# Work to complete
Print everything from "Thanks Jon &" down to "that need escaping." in the forum thread on vocabulary file encoding below, copied word for word.

# Reading text
···

It’s straightforward to build the v5 PostgreSQL tables using the CDM, but I’m wondering about the vocabularies. Are the v5 vocabularies still being developed?
Thanks Jon & Juan for the replies. I found the vocabulary files.
I’m curious about their encoding: it doesn’t seem to be UTF-8, Latin-1, Windows-1252, or UTF-16. The ‘ö’ in ‘Sjögren’s syndrome’ appears in CONCEPT.csv as hex
\xbf\xbf
but I don’t see that string occur elsewhere in that file, so it doesn’t seem to be a generic replacement for all byte sequences that need escaping.
Do the files conform to a particular encoding, or is there some special escaping scheme?
I think I’ve answered my own questions to some degree, with respect to CONCEPT.csv at least. Mostly it’s in Windows-1252, but a few lines are anomalous (8 by my count). CONCEPT_SYNONYM.csv seems to have a lot of anomalous strings.
Does this sound like something I should take to the developer forum? It seems like there is a way that the vocabularies could be generated in one specified encoding.
the updated v5 vocabulary data file creation PERL script that I developed recently for the V5 vocabulary process is intended to address these issues.

···

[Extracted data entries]
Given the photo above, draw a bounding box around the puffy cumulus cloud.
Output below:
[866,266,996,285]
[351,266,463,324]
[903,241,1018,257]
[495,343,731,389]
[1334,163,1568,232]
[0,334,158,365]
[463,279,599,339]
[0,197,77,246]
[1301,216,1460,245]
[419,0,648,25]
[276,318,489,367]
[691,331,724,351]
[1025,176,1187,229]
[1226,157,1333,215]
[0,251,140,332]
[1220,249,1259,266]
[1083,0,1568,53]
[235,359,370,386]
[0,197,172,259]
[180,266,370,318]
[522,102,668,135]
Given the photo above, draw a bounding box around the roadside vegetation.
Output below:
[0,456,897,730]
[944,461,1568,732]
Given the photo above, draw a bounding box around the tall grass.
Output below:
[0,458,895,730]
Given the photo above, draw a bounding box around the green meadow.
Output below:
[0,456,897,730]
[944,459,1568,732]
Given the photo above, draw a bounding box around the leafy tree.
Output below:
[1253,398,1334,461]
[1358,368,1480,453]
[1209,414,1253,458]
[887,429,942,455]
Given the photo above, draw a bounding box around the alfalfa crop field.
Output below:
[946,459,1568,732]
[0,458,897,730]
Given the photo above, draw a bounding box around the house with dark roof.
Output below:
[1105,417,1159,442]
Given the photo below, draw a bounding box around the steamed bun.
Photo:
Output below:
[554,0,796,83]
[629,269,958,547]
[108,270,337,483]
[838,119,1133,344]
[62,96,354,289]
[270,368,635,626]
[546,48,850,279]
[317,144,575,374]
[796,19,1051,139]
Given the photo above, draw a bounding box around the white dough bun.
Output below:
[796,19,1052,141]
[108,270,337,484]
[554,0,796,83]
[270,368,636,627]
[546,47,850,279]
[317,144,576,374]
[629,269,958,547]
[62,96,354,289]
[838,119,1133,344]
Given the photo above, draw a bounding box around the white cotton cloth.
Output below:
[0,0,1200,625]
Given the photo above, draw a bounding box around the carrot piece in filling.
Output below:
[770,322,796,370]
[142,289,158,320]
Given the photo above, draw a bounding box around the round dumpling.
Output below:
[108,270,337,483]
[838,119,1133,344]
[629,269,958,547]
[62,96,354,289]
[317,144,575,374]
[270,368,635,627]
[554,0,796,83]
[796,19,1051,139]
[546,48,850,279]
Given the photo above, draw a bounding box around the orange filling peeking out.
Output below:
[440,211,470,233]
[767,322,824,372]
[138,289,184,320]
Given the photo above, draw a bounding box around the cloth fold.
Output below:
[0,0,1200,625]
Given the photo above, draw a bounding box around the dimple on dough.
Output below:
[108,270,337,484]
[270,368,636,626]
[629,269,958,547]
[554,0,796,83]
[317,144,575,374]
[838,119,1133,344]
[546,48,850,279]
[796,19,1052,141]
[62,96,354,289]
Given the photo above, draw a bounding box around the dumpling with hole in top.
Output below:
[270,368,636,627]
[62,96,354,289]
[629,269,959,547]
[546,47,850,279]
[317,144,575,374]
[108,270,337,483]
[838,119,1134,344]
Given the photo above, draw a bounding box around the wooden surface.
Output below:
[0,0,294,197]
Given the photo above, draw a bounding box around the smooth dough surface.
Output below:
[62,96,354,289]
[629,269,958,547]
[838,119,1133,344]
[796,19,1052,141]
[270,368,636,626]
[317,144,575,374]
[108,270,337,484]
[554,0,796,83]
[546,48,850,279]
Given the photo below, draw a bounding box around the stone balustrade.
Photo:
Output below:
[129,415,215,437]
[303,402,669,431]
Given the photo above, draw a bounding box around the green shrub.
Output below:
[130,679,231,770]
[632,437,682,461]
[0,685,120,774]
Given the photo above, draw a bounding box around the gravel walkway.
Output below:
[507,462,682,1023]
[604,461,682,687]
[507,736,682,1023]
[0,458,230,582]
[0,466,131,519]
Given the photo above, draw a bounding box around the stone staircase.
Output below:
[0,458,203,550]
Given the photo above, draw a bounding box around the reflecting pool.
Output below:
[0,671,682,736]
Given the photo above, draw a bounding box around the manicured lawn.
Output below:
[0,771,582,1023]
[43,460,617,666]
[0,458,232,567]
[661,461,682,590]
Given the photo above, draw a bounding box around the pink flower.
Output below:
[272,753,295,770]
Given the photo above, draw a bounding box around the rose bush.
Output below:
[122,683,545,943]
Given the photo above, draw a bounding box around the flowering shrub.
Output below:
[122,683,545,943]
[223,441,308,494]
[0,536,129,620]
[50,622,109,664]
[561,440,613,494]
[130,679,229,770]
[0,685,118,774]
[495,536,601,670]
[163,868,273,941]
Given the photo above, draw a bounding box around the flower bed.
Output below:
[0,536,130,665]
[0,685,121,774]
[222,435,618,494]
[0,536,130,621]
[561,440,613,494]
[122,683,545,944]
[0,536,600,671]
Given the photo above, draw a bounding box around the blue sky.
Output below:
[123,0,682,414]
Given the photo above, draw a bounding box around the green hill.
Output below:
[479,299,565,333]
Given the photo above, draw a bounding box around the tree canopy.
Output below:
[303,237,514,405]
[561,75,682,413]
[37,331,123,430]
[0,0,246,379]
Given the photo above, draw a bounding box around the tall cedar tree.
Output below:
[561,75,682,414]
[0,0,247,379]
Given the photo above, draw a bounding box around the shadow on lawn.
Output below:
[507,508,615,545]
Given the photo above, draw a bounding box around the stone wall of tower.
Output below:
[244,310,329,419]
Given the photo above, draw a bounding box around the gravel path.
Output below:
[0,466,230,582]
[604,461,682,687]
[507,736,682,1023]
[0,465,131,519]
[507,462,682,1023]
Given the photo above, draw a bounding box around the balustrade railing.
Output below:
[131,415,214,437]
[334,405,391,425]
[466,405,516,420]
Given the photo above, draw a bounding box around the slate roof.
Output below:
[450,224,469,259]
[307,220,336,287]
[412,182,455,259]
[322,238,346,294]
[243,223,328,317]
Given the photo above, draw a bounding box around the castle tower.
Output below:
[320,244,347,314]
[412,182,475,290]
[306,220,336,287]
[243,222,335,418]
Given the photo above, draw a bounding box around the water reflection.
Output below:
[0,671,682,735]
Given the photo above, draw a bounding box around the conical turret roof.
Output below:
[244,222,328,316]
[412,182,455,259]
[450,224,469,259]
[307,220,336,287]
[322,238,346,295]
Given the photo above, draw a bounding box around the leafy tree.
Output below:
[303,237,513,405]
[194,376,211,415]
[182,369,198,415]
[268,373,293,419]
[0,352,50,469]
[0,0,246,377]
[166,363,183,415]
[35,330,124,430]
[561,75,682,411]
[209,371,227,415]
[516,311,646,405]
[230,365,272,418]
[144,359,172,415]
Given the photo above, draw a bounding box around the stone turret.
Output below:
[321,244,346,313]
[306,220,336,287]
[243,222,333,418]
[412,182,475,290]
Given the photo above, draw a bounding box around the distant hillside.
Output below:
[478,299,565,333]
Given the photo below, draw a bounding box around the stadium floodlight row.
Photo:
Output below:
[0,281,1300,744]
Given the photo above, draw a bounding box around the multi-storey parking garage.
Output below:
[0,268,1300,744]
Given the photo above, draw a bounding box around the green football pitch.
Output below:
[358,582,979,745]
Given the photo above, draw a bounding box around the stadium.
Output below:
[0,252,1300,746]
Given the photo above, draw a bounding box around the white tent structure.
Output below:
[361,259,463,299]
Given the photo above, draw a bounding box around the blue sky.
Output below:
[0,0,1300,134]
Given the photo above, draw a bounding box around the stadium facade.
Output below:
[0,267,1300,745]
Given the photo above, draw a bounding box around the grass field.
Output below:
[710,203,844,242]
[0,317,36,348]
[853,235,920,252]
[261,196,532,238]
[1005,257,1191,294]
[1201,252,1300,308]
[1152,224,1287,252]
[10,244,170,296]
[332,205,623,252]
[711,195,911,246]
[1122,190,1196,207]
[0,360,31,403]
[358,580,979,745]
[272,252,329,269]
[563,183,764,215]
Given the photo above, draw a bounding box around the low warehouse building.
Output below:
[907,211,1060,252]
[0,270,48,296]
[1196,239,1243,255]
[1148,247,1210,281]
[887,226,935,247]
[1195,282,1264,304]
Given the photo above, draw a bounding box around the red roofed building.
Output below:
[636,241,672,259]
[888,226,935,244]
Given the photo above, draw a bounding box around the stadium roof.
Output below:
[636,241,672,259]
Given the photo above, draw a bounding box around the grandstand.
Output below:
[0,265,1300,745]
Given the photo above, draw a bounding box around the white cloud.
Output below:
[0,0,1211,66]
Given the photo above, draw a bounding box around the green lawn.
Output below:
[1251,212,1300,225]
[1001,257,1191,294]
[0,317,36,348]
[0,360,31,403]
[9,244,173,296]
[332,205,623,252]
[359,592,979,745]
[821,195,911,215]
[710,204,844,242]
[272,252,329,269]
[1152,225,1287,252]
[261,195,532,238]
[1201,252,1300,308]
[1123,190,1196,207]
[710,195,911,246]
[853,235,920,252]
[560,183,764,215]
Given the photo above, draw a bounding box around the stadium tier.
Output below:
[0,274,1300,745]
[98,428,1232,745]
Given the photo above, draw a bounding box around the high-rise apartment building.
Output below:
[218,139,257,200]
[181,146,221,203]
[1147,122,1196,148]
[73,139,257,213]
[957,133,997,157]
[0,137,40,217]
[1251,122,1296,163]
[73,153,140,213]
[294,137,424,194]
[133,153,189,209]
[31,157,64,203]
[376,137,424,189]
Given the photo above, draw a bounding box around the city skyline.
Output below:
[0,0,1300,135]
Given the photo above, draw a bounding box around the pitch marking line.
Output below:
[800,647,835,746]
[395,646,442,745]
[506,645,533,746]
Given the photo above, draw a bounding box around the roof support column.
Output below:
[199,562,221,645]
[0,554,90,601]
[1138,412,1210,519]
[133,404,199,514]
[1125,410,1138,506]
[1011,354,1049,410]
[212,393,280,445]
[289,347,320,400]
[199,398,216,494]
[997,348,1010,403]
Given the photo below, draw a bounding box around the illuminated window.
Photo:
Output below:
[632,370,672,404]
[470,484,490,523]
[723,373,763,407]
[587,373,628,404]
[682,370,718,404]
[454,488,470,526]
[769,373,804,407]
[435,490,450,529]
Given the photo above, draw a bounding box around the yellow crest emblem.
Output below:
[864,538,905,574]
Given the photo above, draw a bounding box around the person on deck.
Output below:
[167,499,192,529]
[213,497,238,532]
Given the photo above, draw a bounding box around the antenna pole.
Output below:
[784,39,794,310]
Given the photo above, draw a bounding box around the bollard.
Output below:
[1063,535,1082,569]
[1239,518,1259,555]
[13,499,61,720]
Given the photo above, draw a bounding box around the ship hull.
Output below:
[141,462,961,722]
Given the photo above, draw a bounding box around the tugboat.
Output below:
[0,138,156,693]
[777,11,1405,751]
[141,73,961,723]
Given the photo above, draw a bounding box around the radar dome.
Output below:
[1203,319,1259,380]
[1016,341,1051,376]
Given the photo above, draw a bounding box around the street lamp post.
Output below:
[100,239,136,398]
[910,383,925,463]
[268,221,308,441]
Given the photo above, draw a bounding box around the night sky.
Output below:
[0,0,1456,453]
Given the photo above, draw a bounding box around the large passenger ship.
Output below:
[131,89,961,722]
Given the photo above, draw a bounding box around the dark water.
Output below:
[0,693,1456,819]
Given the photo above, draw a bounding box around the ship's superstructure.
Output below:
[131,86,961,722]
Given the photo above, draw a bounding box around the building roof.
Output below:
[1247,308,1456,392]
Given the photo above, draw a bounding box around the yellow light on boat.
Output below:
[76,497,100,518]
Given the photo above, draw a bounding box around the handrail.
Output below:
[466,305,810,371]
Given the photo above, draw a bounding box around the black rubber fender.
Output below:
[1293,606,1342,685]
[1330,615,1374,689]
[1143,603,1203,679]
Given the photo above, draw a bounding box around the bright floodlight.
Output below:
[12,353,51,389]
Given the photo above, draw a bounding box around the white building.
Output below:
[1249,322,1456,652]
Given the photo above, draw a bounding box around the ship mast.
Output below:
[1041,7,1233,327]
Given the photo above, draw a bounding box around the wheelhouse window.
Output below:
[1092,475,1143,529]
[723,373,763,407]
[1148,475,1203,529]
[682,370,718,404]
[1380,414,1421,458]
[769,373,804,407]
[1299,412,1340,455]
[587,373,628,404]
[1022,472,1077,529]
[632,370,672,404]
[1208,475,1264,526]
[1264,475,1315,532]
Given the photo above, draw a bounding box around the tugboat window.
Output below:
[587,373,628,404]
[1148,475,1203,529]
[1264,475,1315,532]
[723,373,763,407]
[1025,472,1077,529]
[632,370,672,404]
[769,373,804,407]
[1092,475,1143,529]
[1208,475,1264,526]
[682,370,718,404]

···

# Exercise response
Thanks Jon & Juan for the replies. I found the vocabulary files.
I’m curious about their encoding: it doesn’t seem to be UTF-8, Latin-1, Windows-1252, or UTF-16. The ‘ö’ in ‘Sjögren’s syndrome’ appears in CONCEPT.csv as hex
\xbf\xbf
but I don’t see that string occur elsewhere in that file, so it doesn’t seem to be a generic replacement for all byte sequences that need escaping.